Records shown START

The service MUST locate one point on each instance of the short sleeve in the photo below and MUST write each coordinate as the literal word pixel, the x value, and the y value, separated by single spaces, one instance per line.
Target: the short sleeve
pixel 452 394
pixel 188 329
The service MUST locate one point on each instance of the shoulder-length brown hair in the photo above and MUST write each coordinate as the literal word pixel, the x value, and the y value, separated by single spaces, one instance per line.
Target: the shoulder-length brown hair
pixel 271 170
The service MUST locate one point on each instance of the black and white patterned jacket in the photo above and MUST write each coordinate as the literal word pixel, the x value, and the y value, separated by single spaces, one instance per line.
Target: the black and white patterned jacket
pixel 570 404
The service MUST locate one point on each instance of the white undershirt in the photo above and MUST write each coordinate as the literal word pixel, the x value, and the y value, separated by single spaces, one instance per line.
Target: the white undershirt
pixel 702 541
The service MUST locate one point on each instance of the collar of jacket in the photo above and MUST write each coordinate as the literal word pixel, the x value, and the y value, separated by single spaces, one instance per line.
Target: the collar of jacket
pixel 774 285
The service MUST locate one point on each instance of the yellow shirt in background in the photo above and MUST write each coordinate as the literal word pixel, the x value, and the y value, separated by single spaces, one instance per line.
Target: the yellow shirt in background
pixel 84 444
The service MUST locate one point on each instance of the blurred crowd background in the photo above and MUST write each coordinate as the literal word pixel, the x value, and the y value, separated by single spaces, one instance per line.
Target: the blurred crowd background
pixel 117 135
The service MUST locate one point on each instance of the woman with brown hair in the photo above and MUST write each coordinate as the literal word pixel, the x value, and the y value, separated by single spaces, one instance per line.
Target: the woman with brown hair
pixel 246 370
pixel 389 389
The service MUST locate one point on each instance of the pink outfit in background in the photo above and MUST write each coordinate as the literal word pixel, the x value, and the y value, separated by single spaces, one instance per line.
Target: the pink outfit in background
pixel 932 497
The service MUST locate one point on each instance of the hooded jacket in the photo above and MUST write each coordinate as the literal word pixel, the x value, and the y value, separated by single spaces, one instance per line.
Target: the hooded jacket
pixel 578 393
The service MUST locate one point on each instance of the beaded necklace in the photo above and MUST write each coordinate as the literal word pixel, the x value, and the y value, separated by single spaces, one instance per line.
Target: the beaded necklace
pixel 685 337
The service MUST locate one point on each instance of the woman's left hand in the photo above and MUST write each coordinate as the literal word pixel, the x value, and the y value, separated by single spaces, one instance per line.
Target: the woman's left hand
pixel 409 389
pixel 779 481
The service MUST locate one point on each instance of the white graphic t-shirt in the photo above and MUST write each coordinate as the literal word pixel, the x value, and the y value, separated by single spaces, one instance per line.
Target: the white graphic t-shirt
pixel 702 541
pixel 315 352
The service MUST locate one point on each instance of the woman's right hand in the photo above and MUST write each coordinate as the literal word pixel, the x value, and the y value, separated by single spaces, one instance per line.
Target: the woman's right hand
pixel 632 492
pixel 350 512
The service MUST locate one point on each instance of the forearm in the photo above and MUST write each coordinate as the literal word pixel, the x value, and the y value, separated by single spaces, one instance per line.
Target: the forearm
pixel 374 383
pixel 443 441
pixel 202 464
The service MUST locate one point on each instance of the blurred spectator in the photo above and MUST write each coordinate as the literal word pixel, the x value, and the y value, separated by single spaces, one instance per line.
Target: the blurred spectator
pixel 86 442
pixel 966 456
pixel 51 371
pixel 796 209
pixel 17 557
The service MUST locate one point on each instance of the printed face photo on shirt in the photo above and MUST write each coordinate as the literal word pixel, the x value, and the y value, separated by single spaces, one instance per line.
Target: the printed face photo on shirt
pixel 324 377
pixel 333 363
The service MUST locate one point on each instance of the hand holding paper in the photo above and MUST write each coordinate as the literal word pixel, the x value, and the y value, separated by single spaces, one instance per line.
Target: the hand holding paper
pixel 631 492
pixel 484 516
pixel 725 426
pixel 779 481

Records shown END

# [Problem description]
Beginning with the line that has "right hand in", set down each line through the last one above, exactly, and nothing else.

# [The answer]
The service MUST locate one point on each instance of the woman's right hand in the photo above and MUST write each coordinate as the literal word pixel, the x value, and the y value, separated by single spaces, one instance per line.
Target: the woman's right hand
pixel 632 492
pixel 350 512
The service MUST locate one point on each instance of the forearm in the photo above and MUST write each coordinate as the literal word pixel, the x value, and the y value, separated by single spaces, one instance per line.
Target: the forearm
pixel 374 383
pixel 443 441
pixel 202 464
The service MUST locate one point on each instance of the blurred spectator in the photo above and MUST write each coordinate as the literal word pixel, the x value, and the y value, separated by single spaces, one instance per line.
Target: the blurred spectator
pixel 86 442
pixel 966 456
pixel 51 371
pixel 796 209
pixel 17 557
The service MUST locate one point on each instance of the printed face photo on shirt in the photo above and MUST write each coordinate as the literal word pixel, the x value, and the y value, separated by single spaces, one instance per line.
Target: the printed face photo on shirt
pixel 324 377
pixel 333 363
The service MUST locate one point on each instance of the hand holding paper in the photo above and MUST write each coordinate as the literal word pixel, the x value, and the y value, separated by single spaces, one instance per line.
Target: the hand holding paper
pixel 631 492
pixel 484 516
pixel 725 426
pixel 779 481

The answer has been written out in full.